* [Dataset entries]
= = = = =

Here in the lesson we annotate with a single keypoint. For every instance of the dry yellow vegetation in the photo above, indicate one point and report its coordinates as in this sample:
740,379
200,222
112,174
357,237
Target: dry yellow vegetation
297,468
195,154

= = = = =

* [Your objective] The reply should be a precise retyping of all the data.

* [Exercise output]
Here in the lesson we annotate with a single keypoint. For every instance of the dry yellow vegetation in the photo above, indicate one point and report its coordinates as in this sample:
740,379
200,222
112,174
357,237
Target: dry yellow vegetation
297,468
195,154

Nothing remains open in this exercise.